#### [Material supplied]
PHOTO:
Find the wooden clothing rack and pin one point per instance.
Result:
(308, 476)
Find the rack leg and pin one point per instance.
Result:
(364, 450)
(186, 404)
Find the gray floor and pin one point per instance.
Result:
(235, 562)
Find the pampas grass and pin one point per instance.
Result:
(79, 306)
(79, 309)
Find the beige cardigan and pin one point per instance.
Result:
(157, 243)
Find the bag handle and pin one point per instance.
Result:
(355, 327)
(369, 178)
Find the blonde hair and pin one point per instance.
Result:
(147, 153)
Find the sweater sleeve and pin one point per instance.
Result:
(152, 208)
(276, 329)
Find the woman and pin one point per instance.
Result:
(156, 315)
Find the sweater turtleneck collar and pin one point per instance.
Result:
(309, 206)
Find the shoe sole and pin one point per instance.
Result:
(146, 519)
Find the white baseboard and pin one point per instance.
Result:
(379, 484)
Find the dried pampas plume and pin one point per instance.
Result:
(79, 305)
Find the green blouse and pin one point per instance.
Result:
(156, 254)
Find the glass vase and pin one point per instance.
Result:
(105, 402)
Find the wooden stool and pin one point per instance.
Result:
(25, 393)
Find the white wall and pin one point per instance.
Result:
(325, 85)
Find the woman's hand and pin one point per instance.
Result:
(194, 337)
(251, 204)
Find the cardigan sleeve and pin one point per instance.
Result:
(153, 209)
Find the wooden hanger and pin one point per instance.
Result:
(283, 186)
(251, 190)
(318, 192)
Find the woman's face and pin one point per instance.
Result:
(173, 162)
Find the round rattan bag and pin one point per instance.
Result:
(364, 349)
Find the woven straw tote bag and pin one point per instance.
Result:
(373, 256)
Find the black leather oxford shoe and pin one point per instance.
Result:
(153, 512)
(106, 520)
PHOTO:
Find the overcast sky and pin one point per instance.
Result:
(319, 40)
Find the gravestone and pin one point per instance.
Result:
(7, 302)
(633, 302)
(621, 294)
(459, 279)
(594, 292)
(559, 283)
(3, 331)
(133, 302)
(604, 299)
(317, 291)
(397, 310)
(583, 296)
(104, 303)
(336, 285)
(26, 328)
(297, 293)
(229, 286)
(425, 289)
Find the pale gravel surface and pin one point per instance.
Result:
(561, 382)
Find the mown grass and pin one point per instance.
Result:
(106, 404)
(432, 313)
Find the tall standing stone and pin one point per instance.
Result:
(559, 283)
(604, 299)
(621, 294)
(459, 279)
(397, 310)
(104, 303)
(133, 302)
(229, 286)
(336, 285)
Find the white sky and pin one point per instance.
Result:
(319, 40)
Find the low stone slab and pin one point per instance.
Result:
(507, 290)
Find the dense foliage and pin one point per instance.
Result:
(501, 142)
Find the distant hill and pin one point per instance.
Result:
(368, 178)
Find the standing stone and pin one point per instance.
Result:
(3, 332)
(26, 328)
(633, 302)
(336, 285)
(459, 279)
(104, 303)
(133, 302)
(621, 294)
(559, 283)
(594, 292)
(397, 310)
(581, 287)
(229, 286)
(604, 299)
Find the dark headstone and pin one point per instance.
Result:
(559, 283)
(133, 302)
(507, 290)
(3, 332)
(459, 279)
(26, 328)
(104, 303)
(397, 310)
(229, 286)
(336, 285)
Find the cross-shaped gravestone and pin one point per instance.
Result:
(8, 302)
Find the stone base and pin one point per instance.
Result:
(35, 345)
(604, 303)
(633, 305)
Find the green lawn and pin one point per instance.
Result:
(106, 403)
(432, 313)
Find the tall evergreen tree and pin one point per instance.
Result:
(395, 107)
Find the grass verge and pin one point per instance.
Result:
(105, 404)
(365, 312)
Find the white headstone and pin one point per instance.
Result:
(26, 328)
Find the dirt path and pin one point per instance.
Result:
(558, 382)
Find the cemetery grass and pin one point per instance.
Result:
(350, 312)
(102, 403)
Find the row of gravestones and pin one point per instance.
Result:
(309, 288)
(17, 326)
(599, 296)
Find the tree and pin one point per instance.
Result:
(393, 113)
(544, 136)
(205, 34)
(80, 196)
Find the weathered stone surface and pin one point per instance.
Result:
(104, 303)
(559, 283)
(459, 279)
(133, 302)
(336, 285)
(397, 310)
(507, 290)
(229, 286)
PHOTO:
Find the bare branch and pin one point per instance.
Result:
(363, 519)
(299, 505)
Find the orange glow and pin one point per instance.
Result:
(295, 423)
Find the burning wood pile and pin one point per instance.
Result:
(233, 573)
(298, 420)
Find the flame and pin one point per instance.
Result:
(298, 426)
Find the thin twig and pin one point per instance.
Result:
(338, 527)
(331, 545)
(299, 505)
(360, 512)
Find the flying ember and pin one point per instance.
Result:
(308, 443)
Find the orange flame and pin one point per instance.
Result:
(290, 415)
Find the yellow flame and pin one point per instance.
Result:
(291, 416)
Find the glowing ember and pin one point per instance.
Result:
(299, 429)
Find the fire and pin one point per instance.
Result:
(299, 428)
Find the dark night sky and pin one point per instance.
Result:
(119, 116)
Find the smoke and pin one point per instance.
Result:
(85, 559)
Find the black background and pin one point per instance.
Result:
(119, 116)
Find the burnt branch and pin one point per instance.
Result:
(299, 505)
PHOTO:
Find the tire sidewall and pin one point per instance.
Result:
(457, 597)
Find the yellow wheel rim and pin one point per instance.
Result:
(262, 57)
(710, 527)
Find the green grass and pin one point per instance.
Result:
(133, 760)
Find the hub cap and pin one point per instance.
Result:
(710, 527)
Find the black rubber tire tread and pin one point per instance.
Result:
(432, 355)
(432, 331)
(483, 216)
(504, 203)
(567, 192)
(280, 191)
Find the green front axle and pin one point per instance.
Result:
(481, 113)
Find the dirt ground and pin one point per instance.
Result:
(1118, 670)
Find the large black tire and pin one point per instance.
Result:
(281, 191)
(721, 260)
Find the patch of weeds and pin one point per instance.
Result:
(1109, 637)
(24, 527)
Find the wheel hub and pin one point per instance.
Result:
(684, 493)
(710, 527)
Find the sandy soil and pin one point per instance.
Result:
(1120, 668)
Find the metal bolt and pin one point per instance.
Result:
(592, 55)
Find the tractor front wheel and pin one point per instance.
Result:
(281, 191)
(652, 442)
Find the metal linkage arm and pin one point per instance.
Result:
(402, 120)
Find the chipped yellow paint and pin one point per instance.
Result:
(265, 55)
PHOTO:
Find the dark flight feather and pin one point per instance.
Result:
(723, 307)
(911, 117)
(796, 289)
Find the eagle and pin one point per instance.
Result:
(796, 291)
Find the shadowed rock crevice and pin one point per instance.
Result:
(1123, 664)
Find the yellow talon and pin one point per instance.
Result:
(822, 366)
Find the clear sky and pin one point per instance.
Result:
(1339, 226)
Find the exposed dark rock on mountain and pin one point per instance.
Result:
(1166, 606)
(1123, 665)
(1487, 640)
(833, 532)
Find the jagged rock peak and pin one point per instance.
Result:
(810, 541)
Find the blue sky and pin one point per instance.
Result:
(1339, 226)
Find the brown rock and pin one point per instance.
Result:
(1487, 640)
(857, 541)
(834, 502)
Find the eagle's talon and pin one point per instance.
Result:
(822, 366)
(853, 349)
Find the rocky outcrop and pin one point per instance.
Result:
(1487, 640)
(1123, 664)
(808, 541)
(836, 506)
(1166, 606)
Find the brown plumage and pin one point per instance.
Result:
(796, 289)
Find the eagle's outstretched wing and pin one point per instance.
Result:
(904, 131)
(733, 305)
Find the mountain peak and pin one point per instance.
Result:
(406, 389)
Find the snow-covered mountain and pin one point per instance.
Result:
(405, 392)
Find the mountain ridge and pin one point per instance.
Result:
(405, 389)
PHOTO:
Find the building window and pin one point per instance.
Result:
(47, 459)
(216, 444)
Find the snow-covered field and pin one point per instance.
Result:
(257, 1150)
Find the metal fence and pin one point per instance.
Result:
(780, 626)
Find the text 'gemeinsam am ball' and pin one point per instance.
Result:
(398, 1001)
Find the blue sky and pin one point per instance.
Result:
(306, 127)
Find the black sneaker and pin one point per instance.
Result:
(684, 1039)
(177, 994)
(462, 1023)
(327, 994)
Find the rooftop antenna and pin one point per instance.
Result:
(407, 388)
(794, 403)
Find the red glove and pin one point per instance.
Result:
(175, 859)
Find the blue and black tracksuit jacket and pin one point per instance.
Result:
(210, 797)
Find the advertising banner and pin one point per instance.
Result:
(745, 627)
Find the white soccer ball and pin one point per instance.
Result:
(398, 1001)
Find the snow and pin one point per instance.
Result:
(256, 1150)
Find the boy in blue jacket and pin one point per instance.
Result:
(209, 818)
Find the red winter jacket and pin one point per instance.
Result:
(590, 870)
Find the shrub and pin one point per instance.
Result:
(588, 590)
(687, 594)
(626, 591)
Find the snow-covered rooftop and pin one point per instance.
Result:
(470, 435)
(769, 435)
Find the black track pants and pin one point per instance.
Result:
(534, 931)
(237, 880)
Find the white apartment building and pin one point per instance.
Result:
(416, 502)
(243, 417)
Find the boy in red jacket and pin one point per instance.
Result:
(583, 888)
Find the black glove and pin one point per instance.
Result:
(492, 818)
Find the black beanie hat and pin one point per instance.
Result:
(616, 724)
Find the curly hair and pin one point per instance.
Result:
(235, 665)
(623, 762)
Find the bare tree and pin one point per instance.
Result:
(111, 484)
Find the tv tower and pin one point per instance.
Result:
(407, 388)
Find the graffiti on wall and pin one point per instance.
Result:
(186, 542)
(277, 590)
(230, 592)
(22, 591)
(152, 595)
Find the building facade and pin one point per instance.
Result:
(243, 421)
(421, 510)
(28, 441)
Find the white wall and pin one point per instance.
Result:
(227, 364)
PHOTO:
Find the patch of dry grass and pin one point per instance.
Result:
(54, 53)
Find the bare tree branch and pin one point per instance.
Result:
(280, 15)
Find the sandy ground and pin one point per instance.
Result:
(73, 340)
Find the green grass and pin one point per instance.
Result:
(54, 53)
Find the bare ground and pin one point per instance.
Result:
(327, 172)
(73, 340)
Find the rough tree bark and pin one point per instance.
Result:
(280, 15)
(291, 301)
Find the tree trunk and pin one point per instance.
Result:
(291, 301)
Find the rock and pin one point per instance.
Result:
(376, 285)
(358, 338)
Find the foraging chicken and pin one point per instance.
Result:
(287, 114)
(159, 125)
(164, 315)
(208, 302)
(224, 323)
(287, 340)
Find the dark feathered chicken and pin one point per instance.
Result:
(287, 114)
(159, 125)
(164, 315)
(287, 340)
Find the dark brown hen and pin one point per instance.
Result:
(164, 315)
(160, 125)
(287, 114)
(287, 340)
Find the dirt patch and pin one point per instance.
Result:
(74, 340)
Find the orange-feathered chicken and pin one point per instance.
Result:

#### [Directions for this task]
Quote the material verbatim from the line containing "Find the black rubber" through the line containing "(1118, 670)", with both of those lines included.

#### [Task answer]
Find the black rubber tire tread and pin one point per instance.
Result:
(432, 355)
(432, 331)
(483, 216)
(504, 203)
(567, 192)
(280, 191)
Find the green front axle and pin one point per instance.
Result:
(481, 113)
Find the dirt ground and pin one point per instance.
Result:
(1118, 670)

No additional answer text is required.